Common firing orders are listed below. For V engines and flat engines, the numbering system is L1 for the front cylinder of the left bank, R1 for the front cylinder of the right bank, etc.
- In two-cylinder engines, the cylinders fire one after the other (such as in a straight-twin engine, where either an even-fire or an odd-fire configuration is possible for a four-stroke engine).
- In straight-three engines, there is no effective difference between the possible firing orders of 1-2-3 and 1-3-2.
- Straight-four engines typically use a firing order of 1-3-4-2, however some British engines used a firing order of 1-2-4-3.
- Flat-four engines typically use a firing order of R1-R2-L1-L2.
- Straight-five engines typically use a firing order of 1-2-4-5-3, in order to minimise the primary vibration from the rocking couple.
- Straight-six engines typically use a firing order of 1-5-3-6-2-4. However, a firing order of 1-2-4-6-5-3 is common on medium-speed marine engines.
- V6 engines with an angle of 90 degrees between the cylinder banks have used a firing orders of R1-L2-R2-L3-L1-R3 or R1-L3-R3-L2-R2-L1. Several V6 engines with an angle of 60 degrees have used a firing order of R1-L1-R2-L2-R3-L3.
- Flat-six engines have used firing orders of R1-L2-R3-L1-R2-L3 or R1-L3-R2-L1-R3-L2.
- V8 engines use various different firing orders, even using different firing orders between engines from the same manufacturer.

TASKS AND EXERCISES:
(1) In the passage on engine firing orders, what firing order do straight-five engines typically use?
(2) List every firing order that the engine firing-order passage gives for flat engines.
(3) Pick up the passage on engine firing orders after its final sentence and write what comes next.

STORED DATA:
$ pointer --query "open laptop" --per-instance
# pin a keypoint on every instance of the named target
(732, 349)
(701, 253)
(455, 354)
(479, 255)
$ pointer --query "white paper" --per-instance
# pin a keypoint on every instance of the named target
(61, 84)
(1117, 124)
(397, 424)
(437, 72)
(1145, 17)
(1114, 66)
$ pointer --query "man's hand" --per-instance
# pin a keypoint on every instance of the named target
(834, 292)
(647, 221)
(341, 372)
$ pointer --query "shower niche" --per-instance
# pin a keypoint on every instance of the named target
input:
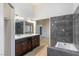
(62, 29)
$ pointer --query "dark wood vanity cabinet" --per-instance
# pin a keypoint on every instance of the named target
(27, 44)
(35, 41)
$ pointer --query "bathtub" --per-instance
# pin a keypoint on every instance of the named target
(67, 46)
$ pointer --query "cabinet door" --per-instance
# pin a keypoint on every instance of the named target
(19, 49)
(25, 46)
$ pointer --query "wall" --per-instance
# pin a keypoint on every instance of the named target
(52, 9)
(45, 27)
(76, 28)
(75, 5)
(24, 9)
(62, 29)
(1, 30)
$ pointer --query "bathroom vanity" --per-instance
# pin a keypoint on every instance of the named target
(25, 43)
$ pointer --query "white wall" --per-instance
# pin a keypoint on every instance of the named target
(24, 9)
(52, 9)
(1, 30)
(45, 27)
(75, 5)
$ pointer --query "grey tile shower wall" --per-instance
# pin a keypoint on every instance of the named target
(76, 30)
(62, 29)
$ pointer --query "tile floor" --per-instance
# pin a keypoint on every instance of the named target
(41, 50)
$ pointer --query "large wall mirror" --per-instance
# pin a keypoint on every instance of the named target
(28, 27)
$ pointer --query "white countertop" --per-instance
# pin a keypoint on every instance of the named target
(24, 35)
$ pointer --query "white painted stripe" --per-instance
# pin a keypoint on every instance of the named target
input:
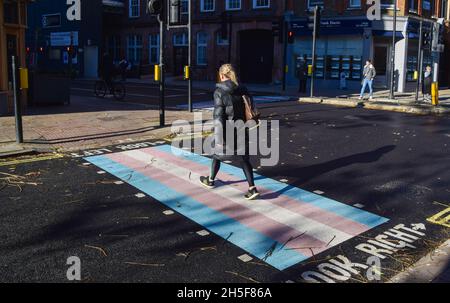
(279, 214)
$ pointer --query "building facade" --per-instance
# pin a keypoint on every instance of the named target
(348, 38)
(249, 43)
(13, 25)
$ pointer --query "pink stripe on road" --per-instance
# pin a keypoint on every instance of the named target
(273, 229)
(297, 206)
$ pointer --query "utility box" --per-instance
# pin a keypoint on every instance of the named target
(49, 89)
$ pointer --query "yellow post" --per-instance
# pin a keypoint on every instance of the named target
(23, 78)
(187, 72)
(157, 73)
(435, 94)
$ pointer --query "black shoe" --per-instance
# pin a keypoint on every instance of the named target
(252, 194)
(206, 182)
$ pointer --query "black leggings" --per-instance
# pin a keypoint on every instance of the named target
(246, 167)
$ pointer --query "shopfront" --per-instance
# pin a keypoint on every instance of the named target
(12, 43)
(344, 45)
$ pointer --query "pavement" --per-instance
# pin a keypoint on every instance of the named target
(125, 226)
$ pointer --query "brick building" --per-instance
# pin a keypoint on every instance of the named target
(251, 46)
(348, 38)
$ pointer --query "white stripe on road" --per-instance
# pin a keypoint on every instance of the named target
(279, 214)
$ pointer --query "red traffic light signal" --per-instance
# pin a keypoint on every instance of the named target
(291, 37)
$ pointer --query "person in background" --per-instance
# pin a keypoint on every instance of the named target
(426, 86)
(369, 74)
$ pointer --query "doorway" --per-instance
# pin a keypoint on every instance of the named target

RESULTS BY TASK:
(1) 1-2-4-5-3

(2)
R1-R2-L1-L2
R1-L2-R3-L1-R2-L3
R1-L3-R2-L1-R3-L2

(3)
- V10 engines used firing orders of either R1-L5-R5-L2-R2-L3-R3-L4-R4-L1 or R1-L1-R5-L5-R2-L2-R3-L3-R4-L4.
- V12 engines use various different firing orders.

In a radial engine, there are always an odd number of cylinders in each bank, as this allows for a constant alternate cylinder firing order: for example, with a single bank of 7 cylinders, the order would be 1-3-5-7-2-4-6. Moreover, unless there is an odd number of cylinders, the ring cam around the nose of the engine would be unable to provide the inlet valve open - exhaust valve open sequence required by the four-stroke cycle.

== Firing interval ==
To minimise vibrations, most engines use an evenly spaced firing interval. This means that the timing of the power stroke is evenly spaced between cylinders. For a four-stroke engine, this requires a firing interval of 720° divided by the number of cylinders, for example a six-cylinder engine would have a firing interval of 120°. On the other hand, a six-cylinder engine with an uneven firing interval could have intervals of 90° and 150°.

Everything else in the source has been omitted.